--- begin DATA EXCERPTS ---

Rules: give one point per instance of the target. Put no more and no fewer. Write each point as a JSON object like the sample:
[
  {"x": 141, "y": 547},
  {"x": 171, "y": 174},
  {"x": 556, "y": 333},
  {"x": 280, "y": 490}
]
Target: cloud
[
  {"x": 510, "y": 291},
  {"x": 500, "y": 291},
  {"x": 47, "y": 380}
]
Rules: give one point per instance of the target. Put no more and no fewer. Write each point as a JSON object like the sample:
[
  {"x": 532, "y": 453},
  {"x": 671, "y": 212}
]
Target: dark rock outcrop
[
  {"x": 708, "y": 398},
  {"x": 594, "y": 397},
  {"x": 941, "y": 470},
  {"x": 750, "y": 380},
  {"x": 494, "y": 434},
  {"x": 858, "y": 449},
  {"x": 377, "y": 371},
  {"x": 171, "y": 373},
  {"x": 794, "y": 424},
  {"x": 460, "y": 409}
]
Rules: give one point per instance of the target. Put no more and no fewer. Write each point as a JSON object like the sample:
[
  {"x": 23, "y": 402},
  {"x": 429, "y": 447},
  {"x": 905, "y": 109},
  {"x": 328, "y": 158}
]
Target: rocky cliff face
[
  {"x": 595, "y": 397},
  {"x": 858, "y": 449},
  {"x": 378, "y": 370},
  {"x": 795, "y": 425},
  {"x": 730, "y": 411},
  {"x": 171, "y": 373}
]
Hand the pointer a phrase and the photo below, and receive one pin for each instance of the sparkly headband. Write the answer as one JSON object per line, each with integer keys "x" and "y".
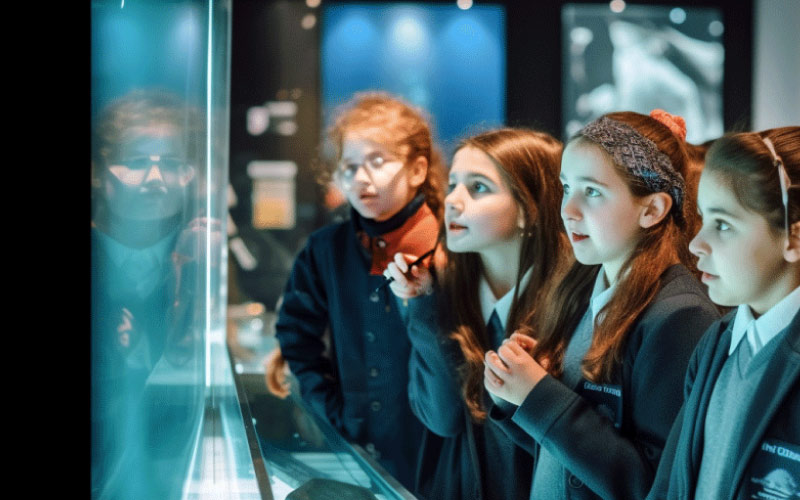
{"x": 640, "y": 156}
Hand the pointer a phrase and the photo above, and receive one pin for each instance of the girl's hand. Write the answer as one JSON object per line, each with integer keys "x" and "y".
{"x": 408, "y": 283}
{"x": 511, "y": 373}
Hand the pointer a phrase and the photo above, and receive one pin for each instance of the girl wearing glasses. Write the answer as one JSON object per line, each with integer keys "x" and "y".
{"x": 739, "y": 436}
{"x": 504, "y": 240}
{"x": 343, "y": 337}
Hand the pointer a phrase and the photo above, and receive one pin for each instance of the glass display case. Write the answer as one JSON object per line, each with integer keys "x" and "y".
{"x": 170, "y": 418}
{"x": 303, "y": 455}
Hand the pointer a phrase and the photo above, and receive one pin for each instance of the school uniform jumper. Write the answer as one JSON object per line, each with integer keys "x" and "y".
{"x": 359, "y": 382}
{"x": 459, "y": 459}
{"x": 767, "y": 440}
{"x": 609, "y": 437}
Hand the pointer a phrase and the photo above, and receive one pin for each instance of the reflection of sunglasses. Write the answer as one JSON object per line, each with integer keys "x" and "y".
{"x": 786, "y": 183}
{"x": 133, "y": 171}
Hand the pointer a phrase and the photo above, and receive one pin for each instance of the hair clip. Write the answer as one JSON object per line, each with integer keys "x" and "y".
{"x": 783, "y": 177}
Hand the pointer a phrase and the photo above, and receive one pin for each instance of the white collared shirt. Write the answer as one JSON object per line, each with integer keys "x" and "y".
{"x": 601, "y": 294}
{"x": 503, "y": 305}
{"x": 760, "y": 331}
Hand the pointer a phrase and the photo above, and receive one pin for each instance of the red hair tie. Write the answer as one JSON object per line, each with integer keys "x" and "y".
{"x": 673, "y": 122}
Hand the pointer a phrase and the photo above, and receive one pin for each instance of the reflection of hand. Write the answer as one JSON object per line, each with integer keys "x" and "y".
{"x": 511, "y": 373}
{"x": 408, "y": 283}
{"x": 193, "y": 243}
{"x": 276, "y": 372}
{"x": 125, "y": 329}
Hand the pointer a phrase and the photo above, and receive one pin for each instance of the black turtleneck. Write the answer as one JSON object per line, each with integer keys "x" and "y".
{"x": 374, "y": 228}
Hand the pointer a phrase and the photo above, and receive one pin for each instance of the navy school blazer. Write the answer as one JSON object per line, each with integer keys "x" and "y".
{"x": 609, "y": 437}
{"x": 459, "y": 458}
{"x": 770, "y": 457}
{"x": 359, "y": 381}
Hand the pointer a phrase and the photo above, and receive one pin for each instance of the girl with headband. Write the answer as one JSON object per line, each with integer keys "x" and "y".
{"x": 593, "y": 388}
{"x": 503, "y": 241}
{"x": 739, "y": 435}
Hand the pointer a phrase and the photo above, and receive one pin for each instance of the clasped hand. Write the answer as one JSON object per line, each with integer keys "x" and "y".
{"x": 511, "y": 373}
{"x": 408, "y": 283}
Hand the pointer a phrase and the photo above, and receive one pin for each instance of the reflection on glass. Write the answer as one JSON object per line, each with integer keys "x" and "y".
{"x": 147, "y": 360}
{"x": 157, "y": 249}
{"x": 641, "y": 58}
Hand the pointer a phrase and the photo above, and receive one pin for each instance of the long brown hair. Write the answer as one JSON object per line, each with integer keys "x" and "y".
{"x": 658, "y": 247}
{"x": 402, "y": 128}
{"x": 748, "y": 165}
{"x": 527, "y": 161}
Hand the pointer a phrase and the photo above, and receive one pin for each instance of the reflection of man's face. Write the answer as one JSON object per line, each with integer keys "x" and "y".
{"x": 147, "y": 177}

--- end DATA EXCERPTS ---

** TASK TO COMPLETE **
Lay out every line of the records above as a Markdown table with the columns "Row" and "Line", numbering the rows and skipping blank lines. Leave the pictures out.

** SOLUTION FOR THIS EXERCISE **
| Row | Line |
|---|---|
| 1 | Rules: give one point per instance of the target. Put no more and no fewer. Write each point as a JSON object like the sample: |
| 2 | [ |
| 3 |   {"x": 141, "y": 547}, |
| 4 |   {"x": 171, "y": 174}, |
| 5 |   {"x": 556, "y": 333}, |
| 6 |   {"x": 280, "y": 490} |
| 7 | ] |
| 8 | Target: cloud |
| 9 | [ |
| 10 |   {"x": 510, "y": 291}, |
| 11 |   {"x": 500, "y": 291}, |
| 12 |   {"x": 47, "y": 380} |
| 13 | ] |
| 14 | Rules: give one point per instance of the target. Put no more and no fewer. Write each point as a JSON object like the sample: |
| 15 | [ |
| 16 |   {"x": 532, "y": 453}, |
| 17 |   {"x": 671, "y": 212} |
| 18 | ] |
| 19 | Target: dark rock outcrop |
| 20 | [ |
| 21 |   {"x": 708, "y": 398}, |
| 22 |   {"x": 594, "y": 397}, |
| 23 |   {"x": 941, "y": 470}, |
| 24 |   {"x": 750, "y": 380}, |
| 25 |   {"x": 494, "y": 434}, |
| 26 |   {"x": 858, "y": 449}, |
| 27 |   {"x": 377, "y": 371}, |
| 28 |   {"x": 171, "y": 373}, |
| 29 |   {"x": 794, "y": 424}, |
| 30 |   {"x": 460, "y": 409} |
| 31 | ] |
| 32 | Rules: give one point per instance of the target. Put no more and no fewer. Write each point as a JSON object like the sample: |
| 33 | [ |
| 34 |   {"x": 23, "y": 402}, |
| 35 |   {"x": 429, "y": 447}, |
| 36 |   {"x": 905, "y": 109}, |
| 37 |   {"x": 328, "y": 158} |
| 38 | ] |
| 39 | Target: rocky cliff face |
| 40 | [ |
| 41 |   {"x": 595, "y": 397}, |
| 42 |   {"x": 858, "y": 449}, |
| 43 |   {"x": 378, "y": 370}, |
| 44 |   {"x": 795, "y": 425}, |
| 45 |   {"x": 730, "y": 411}, |
| 46 |   {"x": 171, "y": 373} |
| 47 | ] |
| 48 | Hand the pointer a phrase and the photo below, and receive one pin for each instance of the sparkly headband. Write the answer as one JSON object per line, each with integer keys "x" and "y". |
| 49 | {"x": 640, "y": 156} |
| 50 | Hand the pointer a phrase and the photo above, and receive one pin for each instance of the girl's hand. Write the answer as one JSON object per line, each with integer keys "x" and "y". |
| 51 | {"x": 408, "y": 283} |
| 52 | {"x": 511, "y": 373} |
| 53 | Hand the pointer a phrase and the photo above, and receive one pin for each instance of the girl wearing glasses. Write the answer as one JSON object per line, each with integer keys "x" and "y". |
| 54 | {"x": 739, "y": 436} |
| 55 | {"x": 504, "y": 240} |
| 56 | {"x": 343, "y": 337} |
| 57 | Hand the pointer a phrase and the photo above, and receive one pin for each instance of the glass display case. Write the answer as one JSON object per line, each with integer keys "x" and "y". |
| 58 | {"x": 170, "y": 418} |
| 59 | {"x": 303, "y": 455} |
| 60 | Hand the pointer a phrase and the photo above, and receive one pin for each instance of the school uniform jumper. Write the answer as one JSON object per line, each with integer keys "x" and "y". |
| 61 | {"x": 359, "y": 382} |
| 62 | {"x": 459, "y": 459} |
| 63 | {"x": 767, "y": 440} |
| 64 | {"x": 609, "y": 437} |
| 65 | Hand the pointer a phrase and the photo above, and receive one pin for each instance of the reflection of sunglasses. Write the answer as one JSON object per line, each with integer keys "x" and "y". |
| 66 | {"x": 786, "y": 183} |
| 67 | {"x": 133, "y": 171} |
| 68 | Hand the pointer a phrase and the photo above, and receive one pin for each instance of the hair clip. Write the answer as one JSON object per line, each with integer keys "x" and "y". |
| 69 | {"x": 783, "y": 177} |
| 70 | Hand the pointer a phrase and the photo above, and receive one pin for each instance of the white collared shirt. Write the answer as one JSON object per line, each with integer keys "x" and "y". |
| 71 | {"x": 601, "y": 294} |
| 72 | {"x": 503, "y": 305} |
| 73 | {"x": 760, "y": 331} |
| 74 | Hand the pointer a phrase and the photo above, and receive one pin for each instance of the red hair tie. Write the answer as one JSON object per line, each with integer keys "x" and "y". |
| 75 | {"x": 673, "y": 122} |
| 76 | Hand the pointer a phrase and the photo above, and receive one pin for each instance of the reflection of hand. Write the answer as one JSON object per line, each with integer keys "x" and "y". |
| 77 | {"x": 511, "y": 373} |
| 78 | {"x": 408, "y": 283} |
| 79 | {"x": 193, "y": 243} |
| 80 | {"x": 276, "y": 372} |
| 81 | {"x": 125, "y": 329} |
| 82 | Hand the pointer a phrase and the photo above, and receive one pin for each instance of the black turtleneck. Write the answer as one JSON object per line, each with integer keys "x" and "y". |
| 83 | {"x": 374, "y": 228} |
| 84 | Hand the pointer a phrase and the photo above, and receive one pin for each instance of the navy school blazer. Write the answer as one JSON object per line, each with integer keys "x" and "y". |
| 85 | {"x": 609, "y": 437} |
| 86 | {"x": 459, "y": 458} |
| 87 | {"x": 770, "y": 457} |
| 88 | {"x": 359, "y": 381} |
| 89 | Hand the pointer a phrase and the photo above, and receive one pin for each instance of the girl with headband. Write the answer as one JSON object per line, each with integer keys "x" and "y". |
| 90 | {"x": 593, "y": 388} |
| 91 | {"x": 503, "y": 241} |
| 92 | {"x": 739, "y": 435} |
| 93 | Hand the pointer a phrase and the photo above, and receive one pin for each instance of the clasped hand. Write the answer as one JSON object per line, each with integer keys "x" and "y". |
| 94 | {"x": 511, "y": 373} |
| 95 | {"x": 408, "y": 283} |
| 96 | Hand the pointer a phrase and the photo above, and receive one pin for each instance of the reflection on glass. Write the answer as one JSON object per line, each with integer keys "x" and "y". |
| 97 | {"x": 147, "y": 360} |
| 98 | {"x": 157, "y": 249} |
| 99 | {"x": 641, "y": 58} |
| 100 | Hand the pointer a phrase and the photo above, and receive one pin for each instance of the long brown hair. Write the answer as one JSON object per line, each with integer keys "x" and "y". |
| 101 | {"x": 658, "y": 247} |
| 102 | {"x": 402, "y": 128} |
| 103 | {"x": 748, "y": 165} |
| 104 | {"x": 527, "y": 161} |
| 105 | Hand the pointer a phrase and the photo above, and receive one pin for each instance of the reflection of man's face. Write the answer as one JSON object per line, each with integer keys "x" and "y". |
| 106 | {"x": 147, "y": 177} |